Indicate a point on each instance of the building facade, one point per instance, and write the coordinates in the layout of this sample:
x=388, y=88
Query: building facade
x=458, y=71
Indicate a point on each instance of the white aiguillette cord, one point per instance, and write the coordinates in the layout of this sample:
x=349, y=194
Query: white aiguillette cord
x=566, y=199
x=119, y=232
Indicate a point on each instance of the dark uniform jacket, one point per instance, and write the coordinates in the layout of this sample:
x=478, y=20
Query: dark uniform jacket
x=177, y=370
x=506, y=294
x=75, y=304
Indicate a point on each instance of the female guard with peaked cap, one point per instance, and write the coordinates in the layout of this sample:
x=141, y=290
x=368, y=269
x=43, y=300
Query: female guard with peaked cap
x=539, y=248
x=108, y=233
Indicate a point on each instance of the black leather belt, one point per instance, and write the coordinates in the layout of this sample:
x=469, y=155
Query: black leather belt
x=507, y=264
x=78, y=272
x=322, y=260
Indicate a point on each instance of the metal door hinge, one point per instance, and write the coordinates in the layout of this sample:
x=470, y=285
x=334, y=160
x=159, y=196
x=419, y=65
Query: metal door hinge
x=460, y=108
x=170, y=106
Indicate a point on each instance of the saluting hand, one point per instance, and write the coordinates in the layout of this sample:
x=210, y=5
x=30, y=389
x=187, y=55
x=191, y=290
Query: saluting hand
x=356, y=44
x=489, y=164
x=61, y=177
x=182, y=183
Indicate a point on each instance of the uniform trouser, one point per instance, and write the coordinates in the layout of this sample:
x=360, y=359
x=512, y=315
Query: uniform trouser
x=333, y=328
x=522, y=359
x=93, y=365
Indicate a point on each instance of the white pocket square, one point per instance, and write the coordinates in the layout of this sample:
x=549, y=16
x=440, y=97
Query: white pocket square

### WHAT THIS TASK INVOLVES
Copy verbatim from the records above, from the line containing "Indicate a point on each instance of the female" through the line containing "x=108, y=233", including both of those lines.

### EXERCISE OUTPUT
Indicate a point on each instance of the female guard with peaked cap, one point per instance, and write the coordinates in the layout of this sample:
x=141, y=290
x=368, y=269
x=43, y=300
Query: female guard with peaked cap
x=539, y=248
x=108, y=233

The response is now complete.